> **Natural-language object grounding data**:
►

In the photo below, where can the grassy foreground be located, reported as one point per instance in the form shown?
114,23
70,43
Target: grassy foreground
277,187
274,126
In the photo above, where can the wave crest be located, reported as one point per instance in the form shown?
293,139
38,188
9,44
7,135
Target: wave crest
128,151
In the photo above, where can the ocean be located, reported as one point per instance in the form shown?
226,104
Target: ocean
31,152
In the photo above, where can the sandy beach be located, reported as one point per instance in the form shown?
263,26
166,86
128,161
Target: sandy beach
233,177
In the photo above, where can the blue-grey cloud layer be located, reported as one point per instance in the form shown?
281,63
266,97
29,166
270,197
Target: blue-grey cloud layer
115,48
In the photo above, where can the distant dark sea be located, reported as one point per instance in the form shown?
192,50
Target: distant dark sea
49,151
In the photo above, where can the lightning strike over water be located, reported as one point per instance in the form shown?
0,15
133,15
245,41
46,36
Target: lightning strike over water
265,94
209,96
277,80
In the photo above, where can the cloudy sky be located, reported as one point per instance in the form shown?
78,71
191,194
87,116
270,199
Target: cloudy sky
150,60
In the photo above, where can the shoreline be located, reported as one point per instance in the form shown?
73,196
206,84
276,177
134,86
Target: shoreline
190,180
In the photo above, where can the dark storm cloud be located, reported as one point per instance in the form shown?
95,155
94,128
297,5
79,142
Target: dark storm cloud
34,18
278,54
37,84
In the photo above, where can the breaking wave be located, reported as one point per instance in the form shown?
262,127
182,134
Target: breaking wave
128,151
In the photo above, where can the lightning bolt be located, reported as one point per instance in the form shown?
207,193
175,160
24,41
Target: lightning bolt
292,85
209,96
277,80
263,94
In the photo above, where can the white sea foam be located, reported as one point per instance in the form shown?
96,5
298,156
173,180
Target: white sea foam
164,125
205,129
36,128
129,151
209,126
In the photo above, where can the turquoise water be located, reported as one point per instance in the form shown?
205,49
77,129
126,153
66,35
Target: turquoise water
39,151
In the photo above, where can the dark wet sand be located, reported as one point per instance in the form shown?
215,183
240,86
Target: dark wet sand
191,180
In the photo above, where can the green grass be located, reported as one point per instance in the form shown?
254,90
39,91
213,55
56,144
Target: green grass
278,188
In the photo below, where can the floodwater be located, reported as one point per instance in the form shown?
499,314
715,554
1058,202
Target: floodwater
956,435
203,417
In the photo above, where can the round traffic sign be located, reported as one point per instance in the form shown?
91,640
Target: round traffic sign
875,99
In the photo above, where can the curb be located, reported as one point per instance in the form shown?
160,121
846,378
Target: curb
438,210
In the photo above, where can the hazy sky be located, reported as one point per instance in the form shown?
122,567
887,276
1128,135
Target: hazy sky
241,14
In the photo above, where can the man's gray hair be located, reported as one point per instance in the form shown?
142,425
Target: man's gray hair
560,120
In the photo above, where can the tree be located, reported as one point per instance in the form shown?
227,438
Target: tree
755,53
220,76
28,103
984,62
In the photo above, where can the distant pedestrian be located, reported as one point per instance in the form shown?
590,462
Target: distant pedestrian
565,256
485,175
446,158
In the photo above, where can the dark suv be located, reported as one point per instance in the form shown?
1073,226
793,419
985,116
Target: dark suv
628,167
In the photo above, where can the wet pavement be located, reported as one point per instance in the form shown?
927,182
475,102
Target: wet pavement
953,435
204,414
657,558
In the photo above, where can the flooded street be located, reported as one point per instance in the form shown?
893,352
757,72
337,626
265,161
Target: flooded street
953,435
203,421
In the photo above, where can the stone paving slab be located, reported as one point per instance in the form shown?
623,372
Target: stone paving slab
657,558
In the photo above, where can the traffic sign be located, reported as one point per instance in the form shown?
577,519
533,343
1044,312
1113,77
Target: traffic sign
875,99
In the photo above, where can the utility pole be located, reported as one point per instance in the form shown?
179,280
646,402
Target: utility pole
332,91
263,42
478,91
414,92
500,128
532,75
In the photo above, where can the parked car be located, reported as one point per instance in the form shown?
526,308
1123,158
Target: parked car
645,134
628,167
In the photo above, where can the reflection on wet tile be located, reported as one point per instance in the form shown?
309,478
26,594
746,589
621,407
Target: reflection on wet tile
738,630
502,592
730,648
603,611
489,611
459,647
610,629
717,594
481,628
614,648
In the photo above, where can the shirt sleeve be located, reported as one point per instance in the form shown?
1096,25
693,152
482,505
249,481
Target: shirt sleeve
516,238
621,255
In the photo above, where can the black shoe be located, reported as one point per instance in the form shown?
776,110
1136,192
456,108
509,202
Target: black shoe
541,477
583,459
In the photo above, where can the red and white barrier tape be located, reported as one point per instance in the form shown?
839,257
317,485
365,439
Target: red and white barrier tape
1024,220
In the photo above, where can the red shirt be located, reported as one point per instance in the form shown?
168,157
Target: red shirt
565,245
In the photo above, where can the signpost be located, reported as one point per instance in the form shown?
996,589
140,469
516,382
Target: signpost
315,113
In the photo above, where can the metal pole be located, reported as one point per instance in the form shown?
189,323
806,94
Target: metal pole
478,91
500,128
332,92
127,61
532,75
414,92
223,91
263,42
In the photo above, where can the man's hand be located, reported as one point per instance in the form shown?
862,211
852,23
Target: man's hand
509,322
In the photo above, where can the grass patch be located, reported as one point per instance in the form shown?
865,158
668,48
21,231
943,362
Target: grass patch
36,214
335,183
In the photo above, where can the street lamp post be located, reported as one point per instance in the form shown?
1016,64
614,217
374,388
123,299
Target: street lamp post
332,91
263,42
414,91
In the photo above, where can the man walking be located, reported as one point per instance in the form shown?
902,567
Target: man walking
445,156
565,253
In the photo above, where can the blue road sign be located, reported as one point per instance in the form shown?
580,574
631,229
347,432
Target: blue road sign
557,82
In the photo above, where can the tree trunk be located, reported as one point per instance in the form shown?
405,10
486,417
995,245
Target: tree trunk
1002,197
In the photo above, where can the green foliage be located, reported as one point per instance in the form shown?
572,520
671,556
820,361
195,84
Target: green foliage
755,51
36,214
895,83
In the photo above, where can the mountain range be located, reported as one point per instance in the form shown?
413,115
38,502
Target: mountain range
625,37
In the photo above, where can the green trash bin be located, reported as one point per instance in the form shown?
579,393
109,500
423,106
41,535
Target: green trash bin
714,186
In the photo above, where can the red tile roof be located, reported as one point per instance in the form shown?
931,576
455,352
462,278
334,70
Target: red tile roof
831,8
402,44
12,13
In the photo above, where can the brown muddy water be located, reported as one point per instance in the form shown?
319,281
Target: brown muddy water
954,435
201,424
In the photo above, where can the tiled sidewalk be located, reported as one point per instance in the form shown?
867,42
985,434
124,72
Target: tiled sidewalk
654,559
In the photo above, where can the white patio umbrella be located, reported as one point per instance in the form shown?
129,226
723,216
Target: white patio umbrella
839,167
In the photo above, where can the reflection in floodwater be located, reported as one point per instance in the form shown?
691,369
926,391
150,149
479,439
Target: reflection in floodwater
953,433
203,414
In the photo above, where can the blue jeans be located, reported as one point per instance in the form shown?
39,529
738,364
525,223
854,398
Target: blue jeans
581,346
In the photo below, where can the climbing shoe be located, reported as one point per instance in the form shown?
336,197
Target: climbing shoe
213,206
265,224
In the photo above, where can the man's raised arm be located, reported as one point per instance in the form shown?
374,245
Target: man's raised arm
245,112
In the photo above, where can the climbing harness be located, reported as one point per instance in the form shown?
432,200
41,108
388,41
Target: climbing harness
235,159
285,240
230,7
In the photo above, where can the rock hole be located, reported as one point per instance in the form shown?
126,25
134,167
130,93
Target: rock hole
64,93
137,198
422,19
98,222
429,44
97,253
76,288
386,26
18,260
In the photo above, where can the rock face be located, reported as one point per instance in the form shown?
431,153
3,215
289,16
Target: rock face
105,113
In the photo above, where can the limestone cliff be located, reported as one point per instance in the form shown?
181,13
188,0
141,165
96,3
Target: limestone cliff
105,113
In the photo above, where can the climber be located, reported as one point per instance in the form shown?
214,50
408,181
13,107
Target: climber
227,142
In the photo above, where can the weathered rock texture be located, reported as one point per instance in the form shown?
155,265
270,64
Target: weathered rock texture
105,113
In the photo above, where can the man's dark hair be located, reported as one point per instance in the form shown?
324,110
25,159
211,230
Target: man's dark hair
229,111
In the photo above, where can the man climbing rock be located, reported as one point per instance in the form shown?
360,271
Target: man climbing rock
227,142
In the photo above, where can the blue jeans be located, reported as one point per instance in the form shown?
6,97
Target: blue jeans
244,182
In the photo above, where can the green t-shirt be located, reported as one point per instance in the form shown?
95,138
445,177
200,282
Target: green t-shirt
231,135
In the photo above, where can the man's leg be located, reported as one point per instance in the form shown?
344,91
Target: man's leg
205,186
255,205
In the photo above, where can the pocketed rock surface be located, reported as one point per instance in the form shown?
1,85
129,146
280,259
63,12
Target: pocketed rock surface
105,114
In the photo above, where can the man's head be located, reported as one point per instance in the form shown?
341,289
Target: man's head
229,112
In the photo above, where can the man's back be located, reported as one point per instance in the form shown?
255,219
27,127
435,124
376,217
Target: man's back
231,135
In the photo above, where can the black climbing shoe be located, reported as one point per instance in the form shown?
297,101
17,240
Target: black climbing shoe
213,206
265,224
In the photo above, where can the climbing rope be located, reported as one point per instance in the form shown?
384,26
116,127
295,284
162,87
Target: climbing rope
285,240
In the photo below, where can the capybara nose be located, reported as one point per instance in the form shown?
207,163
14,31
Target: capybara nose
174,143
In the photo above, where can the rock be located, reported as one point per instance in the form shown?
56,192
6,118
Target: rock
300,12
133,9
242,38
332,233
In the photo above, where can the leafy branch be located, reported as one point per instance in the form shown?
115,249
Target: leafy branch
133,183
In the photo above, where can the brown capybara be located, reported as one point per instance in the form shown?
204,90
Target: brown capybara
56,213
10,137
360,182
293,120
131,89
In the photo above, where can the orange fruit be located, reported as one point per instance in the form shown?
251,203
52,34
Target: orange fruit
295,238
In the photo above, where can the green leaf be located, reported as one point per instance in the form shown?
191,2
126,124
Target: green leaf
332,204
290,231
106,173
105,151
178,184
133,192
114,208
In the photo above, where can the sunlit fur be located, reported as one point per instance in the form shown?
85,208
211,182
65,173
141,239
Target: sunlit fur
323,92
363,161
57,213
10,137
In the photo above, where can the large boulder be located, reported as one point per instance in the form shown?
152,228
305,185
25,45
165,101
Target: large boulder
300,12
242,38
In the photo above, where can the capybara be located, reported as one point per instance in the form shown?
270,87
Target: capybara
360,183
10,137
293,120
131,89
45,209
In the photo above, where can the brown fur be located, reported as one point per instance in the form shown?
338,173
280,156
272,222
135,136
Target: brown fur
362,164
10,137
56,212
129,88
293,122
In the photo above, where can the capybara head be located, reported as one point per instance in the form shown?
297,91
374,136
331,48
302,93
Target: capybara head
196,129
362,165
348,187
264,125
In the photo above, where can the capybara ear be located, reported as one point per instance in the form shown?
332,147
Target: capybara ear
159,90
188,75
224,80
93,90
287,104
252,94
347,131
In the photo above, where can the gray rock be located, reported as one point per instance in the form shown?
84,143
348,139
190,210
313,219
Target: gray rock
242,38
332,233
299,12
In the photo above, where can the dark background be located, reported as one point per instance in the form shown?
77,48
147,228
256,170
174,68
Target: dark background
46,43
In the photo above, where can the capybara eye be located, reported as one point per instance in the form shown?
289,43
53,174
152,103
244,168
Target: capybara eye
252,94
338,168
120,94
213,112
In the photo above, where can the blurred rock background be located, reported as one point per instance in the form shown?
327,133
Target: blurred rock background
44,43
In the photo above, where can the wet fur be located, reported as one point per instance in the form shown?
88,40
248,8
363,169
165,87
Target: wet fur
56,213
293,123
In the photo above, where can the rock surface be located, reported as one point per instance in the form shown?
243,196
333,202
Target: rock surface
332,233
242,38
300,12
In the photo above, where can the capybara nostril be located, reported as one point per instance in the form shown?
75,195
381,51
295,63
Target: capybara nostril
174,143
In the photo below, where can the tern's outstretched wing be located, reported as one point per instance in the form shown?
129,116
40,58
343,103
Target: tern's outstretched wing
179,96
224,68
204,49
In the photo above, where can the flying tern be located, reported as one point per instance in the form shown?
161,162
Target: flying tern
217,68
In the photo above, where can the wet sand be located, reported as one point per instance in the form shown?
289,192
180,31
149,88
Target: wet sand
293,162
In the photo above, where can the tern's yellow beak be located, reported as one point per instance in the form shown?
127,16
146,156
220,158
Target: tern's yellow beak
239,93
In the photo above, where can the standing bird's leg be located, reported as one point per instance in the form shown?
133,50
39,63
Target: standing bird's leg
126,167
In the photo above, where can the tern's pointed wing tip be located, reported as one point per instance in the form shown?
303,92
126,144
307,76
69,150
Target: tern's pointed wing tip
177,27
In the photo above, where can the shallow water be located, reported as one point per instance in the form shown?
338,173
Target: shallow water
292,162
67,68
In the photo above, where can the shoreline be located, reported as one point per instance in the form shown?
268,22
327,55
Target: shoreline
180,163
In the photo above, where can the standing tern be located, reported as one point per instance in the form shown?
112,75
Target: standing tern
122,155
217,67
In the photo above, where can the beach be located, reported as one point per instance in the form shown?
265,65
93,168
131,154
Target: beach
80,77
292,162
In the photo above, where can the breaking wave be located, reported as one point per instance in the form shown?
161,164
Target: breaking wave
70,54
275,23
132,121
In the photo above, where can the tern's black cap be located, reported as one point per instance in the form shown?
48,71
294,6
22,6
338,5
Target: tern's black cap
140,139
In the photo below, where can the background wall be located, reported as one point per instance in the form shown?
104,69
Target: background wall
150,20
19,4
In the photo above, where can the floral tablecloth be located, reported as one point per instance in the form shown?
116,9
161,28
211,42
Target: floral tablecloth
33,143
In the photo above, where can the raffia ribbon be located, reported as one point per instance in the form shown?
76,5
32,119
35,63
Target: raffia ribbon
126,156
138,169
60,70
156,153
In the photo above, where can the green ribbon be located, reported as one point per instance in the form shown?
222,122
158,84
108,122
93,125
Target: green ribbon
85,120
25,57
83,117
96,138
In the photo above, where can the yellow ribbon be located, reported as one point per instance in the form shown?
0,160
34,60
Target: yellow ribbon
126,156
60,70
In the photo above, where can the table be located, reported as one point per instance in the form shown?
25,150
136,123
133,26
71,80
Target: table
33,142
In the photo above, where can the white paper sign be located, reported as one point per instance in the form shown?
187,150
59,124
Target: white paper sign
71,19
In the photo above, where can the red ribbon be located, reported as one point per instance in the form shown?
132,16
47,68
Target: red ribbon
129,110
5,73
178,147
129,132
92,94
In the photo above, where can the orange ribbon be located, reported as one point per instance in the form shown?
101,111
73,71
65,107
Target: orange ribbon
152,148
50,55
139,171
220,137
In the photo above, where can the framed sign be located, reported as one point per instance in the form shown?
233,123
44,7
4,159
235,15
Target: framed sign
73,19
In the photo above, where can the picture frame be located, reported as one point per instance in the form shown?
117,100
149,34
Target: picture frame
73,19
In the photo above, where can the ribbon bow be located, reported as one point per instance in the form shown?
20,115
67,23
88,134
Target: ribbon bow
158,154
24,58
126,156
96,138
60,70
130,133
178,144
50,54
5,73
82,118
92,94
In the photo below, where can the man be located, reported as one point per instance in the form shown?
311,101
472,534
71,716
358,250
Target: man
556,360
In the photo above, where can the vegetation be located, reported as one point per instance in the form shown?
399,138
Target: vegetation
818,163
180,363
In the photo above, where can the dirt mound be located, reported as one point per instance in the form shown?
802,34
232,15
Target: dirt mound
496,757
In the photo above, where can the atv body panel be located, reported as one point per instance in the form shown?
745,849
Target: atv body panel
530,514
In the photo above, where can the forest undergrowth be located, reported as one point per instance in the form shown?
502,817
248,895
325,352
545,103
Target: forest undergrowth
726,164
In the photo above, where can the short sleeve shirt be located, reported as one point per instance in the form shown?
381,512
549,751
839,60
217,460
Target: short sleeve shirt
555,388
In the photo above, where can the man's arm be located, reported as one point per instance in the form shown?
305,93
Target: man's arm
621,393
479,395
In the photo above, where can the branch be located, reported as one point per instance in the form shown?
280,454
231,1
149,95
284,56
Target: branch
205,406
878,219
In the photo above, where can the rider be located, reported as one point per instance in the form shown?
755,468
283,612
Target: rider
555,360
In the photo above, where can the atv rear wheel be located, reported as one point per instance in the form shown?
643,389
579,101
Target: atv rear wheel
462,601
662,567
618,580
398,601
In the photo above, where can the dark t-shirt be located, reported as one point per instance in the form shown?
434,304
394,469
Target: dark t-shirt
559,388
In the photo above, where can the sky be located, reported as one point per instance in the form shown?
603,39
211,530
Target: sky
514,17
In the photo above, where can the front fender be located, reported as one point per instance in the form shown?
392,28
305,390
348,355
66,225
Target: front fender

◄

> **About this exercise**: Filter the entries and copy out every line with the word "front".

> **Exercise result**:
In the photo above, where can the front fender be located, reported as one point per instance in the form shown?
Target: front fender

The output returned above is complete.